[Data items]
--

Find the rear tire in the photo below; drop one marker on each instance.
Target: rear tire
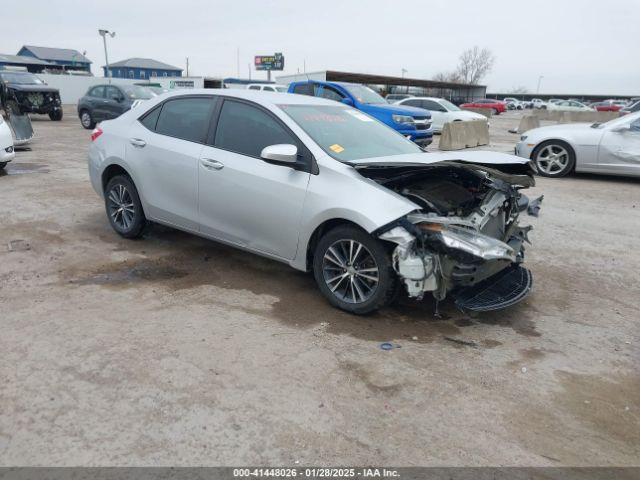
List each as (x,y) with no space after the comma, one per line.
(554,158)
(124,208)
(56,115)
(353,270)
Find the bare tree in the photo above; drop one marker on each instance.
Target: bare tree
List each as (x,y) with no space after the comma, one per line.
(474,64)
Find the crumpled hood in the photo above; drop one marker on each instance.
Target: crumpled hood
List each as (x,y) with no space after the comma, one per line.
(477,156)
(20,87)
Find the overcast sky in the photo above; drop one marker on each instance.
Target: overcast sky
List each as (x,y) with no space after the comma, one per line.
(579,46)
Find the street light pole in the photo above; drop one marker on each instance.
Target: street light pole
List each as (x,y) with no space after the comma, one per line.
(103,34)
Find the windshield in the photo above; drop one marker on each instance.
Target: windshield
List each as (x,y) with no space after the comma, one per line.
(364,94)
(21,78)
(347,134)
(449,106)
(140,93)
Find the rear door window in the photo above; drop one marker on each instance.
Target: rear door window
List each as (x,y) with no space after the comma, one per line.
(304,89)
(245,129)
(329,93)
(186,118)
(97,92)
(413,103)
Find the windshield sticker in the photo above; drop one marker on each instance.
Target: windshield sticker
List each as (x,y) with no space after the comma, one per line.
(359,116)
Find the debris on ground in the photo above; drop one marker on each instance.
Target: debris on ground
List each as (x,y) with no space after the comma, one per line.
(18,246)
(466,343)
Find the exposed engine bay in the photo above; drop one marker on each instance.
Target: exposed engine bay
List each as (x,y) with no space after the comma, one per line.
(464,238)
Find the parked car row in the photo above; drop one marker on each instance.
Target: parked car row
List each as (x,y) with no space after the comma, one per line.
(442,111)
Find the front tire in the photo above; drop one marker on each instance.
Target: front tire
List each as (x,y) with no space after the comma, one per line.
(86,120)
(353,271)
(124,208)
(554,158)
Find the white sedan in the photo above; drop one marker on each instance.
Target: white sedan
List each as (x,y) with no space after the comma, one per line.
(568,106)
(611,148)
(442,111)
(6,144)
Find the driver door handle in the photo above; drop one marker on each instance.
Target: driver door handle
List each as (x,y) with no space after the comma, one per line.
(210,164)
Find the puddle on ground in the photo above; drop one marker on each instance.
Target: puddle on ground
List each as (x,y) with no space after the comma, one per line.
(13,168)
(193,261)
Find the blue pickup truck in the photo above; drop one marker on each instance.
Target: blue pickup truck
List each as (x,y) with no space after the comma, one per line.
(413,123)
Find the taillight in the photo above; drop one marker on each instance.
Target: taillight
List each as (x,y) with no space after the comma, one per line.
(96,133)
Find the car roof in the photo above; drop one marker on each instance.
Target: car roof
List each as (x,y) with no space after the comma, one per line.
(260,97)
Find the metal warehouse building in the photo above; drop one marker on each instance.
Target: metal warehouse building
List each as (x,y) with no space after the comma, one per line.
(455,92)
(142,69)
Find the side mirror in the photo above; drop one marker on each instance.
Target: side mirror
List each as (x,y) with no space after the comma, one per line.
(282,154)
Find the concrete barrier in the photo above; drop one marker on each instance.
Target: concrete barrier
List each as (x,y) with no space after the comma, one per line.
(459,135)
(487,112)
(528,122)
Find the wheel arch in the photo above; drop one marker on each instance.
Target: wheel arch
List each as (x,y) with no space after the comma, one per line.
(318,232)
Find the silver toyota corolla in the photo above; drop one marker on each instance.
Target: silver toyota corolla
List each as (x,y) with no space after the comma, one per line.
(322,187)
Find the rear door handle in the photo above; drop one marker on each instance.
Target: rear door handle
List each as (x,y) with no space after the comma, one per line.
(211,164)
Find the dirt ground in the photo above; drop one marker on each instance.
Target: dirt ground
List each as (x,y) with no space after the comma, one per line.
(174,350)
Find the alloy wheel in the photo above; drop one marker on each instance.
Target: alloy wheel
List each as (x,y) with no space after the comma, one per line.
(85,119)
(552,159)
(350,271)
(121,207)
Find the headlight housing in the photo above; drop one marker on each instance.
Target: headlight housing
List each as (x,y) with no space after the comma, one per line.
(402,119)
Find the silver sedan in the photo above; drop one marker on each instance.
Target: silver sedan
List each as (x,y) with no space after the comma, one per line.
(323,187)
(611,148)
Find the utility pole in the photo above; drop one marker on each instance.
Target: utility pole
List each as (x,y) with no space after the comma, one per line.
(539,80)
(103,33)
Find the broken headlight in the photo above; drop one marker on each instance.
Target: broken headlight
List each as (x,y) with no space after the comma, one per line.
(471,242)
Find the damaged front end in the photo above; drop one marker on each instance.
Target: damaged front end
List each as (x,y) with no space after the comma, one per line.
(465,239)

--

__Requirement__
Scale the part of the rows that opens with the line containing "Find the silver sedan" and closes with the last line of the rows, both ends included. Give only those lines again, requests included, with every coordinate in the answers multiplied by 2.3 and rounded to a whole number, halves rounding up.

__Answer to the problem__
Find the silver sedan in the photo above; drop one marker on each instance.
Target: silver sedan
List each as (x,y) with no space after the comma, one per line.
(743,430)
(1405,340)
Find the utility pole in the photo above; drop one marker on each instance.
Target: utility pole
List each as (x,y) with no space after the comma, one per line.
(1240,184)
(237,76)
Find the broken headlight in the photo above; drop one marker on each instance.
Target: broken headlight
List each as (x,y) with no space after the comma, one per line.
(1083,557)
Find the damaged front end in the photo above; drop one marker on each instance.
Target: damaged front end
List each as (x,y) with no space after the comma, one per line.
(1070,550)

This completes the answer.